- EXCERPT TO READ -
Quantile Random Forest

Most regression models give you a single number: the expected value of the target given the inputs. That’s often what you want, but it throws away information. Quantile Random Forest (QRF) is an extension of the standard Random Forest that estimates the entire conditional distribution of the target — not just its mean, but any quantile you ask for.

How QRF differs from standard Random Forest

In a regular Random Forest, each tree makes a prediction, and the final output is the average across trees. QRF keeps more of the raw information. During training, the trees are built the same way — bootstrap samples, random feature subsets at each split — but instead of storing only the mean response in each leaf, the tree retains all training observations that fall in that leaf.

At prediction time, you pass a new point through all trees, collect the training observations from each matching leaf, and pool them into a single set of values. That set is treated as a sample from the conditional distribution of the target. From there, any quantile is just a percentile of that collection: the 0.1 quantile is the 10th percentile, the 0.9 quantile is the 90th percentile, and so on.

- DATA SHOWN -
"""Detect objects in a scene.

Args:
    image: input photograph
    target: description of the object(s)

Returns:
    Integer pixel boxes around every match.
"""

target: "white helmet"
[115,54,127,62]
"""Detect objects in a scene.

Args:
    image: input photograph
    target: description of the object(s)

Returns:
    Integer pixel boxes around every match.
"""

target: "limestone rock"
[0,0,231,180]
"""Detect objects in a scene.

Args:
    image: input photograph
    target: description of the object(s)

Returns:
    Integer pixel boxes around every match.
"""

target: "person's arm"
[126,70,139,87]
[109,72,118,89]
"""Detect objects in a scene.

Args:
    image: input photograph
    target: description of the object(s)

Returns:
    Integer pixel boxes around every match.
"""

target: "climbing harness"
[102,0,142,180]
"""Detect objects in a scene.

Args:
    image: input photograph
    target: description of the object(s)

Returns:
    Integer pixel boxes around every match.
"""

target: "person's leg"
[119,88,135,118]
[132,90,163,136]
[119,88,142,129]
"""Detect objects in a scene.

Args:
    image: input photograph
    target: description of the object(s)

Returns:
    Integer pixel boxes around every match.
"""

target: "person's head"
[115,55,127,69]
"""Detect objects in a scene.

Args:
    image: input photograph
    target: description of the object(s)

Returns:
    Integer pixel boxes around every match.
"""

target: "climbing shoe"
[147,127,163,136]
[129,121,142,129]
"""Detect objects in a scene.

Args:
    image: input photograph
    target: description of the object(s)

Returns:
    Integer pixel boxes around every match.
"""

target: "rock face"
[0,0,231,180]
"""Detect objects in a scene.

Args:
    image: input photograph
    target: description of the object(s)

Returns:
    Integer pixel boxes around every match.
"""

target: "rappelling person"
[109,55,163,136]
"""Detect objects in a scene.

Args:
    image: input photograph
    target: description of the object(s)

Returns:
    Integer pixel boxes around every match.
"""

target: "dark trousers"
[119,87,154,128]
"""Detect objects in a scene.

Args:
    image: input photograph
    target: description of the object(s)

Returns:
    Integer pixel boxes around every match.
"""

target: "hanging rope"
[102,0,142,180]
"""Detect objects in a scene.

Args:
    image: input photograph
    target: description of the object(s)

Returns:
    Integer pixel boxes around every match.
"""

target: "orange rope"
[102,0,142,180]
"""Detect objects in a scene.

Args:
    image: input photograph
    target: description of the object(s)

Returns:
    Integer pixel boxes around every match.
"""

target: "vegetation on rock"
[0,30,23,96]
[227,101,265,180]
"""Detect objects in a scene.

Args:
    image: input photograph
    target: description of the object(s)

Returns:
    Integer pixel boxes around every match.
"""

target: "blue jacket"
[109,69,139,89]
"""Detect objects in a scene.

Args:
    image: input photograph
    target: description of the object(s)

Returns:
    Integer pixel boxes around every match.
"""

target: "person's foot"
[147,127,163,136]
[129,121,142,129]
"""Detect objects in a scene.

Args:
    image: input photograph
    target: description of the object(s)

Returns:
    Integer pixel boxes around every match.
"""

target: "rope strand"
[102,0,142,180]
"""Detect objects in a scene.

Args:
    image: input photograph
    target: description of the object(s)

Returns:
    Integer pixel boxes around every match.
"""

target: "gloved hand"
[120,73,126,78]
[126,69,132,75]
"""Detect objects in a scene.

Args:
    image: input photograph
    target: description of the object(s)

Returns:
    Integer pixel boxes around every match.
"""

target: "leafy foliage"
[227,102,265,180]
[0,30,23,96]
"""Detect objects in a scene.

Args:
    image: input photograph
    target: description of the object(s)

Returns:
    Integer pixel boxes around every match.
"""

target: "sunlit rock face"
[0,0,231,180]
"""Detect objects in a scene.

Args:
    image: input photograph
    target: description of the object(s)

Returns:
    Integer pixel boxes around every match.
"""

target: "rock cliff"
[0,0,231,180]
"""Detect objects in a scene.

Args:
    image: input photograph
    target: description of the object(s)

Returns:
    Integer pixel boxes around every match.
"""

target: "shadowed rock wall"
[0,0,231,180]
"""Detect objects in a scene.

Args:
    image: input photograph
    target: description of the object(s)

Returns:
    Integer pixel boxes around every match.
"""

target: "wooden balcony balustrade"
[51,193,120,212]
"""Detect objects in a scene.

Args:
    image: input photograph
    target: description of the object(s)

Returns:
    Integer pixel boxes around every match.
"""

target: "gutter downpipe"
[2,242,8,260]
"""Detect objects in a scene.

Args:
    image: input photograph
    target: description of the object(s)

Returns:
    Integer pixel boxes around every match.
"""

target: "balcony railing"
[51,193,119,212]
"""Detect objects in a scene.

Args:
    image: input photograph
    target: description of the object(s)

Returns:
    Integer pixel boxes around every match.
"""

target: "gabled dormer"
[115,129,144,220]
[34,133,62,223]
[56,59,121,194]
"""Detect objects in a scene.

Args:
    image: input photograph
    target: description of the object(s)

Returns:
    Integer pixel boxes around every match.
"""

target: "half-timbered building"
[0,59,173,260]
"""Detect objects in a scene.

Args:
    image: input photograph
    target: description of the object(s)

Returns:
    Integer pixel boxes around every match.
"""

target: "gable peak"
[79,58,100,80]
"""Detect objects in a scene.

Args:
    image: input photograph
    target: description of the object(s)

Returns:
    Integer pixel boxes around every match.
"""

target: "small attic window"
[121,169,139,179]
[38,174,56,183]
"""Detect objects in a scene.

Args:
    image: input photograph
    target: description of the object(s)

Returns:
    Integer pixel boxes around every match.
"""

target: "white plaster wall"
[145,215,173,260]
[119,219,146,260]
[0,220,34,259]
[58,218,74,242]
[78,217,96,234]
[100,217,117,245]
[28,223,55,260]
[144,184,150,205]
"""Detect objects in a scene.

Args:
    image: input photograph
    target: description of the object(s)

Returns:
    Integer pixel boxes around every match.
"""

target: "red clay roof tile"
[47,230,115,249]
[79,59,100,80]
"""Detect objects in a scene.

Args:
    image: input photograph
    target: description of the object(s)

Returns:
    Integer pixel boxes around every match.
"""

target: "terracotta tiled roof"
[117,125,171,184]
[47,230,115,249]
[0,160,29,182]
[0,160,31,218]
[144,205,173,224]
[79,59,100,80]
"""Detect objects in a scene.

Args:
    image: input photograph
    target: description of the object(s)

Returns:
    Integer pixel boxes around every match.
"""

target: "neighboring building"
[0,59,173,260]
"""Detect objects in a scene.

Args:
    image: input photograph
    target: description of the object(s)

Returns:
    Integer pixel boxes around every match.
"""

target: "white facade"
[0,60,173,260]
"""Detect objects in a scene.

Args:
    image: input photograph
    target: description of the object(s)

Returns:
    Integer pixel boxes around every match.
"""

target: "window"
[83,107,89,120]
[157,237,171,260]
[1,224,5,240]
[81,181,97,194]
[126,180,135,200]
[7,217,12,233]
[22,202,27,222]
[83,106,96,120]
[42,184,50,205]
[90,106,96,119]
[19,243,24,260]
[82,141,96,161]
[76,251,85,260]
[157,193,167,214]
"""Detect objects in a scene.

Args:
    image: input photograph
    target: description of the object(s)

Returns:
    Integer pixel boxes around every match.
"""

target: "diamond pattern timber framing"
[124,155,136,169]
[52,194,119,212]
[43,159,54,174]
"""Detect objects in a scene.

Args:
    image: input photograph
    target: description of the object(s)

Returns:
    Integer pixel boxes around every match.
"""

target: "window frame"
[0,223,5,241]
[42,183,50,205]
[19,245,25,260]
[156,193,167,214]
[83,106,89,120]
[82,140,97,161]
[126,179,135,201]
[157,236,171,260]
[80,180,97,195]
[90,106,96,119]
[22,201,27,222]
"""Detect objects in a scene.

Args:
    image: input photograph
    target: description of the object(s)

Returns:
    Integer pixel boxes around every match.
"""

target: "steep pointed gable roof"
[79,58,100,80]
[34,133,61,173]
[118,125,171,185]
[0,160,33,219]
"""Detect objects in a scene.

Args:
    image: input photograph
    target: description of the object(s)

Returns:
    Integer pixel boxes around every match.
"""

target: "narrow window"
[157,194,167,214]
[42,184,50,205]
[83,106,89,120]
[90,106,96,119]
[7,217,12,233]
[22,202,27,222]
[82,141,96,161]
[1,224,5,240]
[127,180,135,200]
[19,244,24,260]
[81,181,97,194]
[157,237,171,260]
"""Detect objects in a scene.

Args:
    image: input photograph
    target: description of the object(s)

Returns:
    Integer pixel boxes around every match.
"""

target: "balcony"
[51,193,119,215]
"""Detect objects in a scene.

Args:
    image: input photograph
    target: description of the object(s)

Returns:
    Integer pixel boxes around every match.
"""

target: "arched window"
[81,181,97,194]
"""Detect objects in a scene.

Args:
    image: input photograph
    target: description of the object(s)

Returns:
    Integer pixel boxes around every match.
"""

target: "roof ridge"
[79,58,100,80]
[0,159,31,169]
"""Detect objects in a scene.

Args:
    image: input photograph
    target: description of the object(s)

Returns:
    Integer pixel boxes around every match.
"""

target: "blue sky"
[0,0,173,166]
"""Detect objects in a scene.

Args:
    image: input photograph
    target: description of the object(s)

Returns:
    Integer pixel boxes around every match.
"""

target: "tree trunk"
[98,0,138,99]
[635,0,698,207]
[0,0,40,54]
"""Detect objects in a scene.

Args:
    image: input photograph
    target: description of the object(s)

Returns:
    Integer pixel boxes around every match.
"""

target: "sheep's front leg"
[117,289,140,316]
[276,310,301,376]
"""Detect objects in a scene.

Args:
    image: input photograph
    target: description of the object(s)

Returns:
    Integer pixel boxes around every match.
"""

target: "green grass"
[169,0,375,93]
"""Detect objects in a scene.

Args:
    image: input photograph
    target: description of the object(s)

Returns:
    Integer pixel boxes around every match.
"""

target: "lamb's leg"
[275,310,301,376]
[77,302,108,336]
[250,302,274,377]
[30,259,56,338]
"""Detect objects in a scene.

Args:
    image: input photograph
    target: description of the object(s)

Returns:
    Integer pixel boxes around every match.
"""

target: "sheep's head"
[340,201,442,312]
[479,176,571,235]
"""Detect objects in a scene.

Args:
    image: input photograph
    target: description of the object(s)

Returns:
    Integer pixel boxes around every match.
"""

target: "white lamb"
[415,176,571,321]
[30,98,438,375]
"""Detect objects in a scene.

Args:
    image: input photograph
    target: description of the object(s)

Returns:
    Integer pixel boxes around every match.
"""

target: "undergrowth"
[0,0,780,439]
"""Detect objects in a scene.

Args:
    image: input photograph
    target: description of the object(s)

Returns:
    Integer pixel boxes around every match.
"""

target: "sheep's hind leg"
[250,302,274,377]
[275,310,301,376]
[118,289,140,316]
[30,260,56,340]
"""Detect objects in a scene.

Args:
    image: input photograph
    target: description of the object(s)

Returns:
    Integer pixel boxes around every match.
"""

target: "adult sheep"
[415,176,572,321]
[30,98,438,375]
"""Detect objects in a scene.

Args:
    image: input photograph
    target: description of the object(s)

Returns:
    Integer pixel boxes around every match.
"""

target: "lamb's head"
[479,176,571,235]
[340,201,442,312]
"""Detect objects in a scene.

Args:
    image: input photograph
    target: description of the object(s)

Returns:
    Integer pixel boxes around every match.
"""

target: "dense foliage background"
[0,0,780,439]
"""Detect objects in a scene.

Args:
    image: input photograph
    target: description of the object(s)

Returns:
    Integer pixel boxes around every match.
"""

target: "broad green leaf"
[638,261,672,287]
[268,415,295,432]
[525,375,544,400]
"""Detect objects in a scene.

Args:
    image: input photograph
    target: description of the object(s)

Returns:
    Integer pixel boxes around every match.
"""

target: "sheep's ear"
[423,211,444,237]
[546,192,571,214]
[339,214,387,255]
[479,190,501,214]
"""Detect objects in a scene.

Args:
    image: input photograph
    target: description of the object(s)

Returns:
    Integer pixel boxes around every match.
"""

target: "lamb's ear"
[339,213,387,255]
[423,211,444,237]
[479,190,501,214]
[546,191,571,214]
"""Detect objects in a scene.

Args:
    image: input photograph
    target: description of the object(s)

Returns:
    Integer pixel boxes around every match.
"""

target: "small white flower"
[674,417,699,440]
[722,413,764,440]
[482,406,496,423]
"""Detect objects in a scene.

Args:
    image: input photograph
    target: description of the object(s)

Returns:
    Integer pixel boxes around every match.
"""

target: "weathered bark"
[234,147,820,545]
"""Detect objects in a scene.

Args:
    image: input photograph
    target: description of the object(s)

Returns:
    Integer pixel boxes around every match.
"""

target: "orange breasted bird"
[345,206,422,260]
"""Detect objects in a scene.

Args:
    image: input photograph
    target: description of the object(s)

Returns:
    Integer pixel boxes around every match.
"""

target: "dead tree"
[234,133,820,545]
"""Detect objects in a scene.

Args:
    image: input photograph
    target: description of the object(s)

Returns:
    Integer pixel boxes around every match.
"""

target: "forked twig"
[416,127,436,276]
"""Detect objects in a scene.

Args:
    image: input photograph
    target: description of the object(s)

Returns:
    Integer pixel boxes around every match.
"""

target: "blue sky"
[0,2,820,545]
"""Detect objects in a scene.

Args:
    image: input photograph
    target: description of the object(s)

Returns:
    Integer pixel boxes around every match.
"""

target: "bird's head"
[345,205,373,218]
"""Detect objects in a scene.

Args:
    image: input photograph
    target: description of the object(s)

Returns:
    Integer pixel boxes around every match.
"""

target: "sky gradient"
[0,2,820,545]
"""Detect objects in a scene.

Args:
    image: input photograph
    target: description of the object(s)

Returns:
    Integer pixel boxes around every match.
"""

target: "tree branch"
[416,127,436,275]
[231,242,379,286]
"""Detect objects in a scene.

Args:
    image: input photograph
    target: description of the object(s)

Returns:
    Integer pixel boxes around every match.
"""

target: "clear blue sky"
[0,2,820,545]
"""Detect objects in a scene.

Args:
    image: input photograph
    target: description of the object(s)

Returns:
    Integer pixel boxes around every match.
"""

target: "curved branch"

- TASK DETAILS -
Reproduce the stretch of the passage on Quantile Random Forest from "Most regression models" through "in that leaf.". The data has no connection to the passage on Quantile Random Forest.

- RESULT -
Most regression models give you a single number: the expected value of the target given the inputs. That’s often what you want, but it throws away information. Quantile Random Forest (QRF) is an extension of the standard Random Forest that estimates the entire conditional distribution of the target — not just its mean, but any quantile you ask for.

How QRF differs from standard Random Forest

In a regular Random Forest, each tree makes a prediction, and the final output is the average across trees. QRF keeps more of the raw information. During training, the trees are built the same way — bootstrap samples, random feature subsets at each split — but instead of storing only the mean response in each leaf, the tree retains all training observations that fall in that leaf.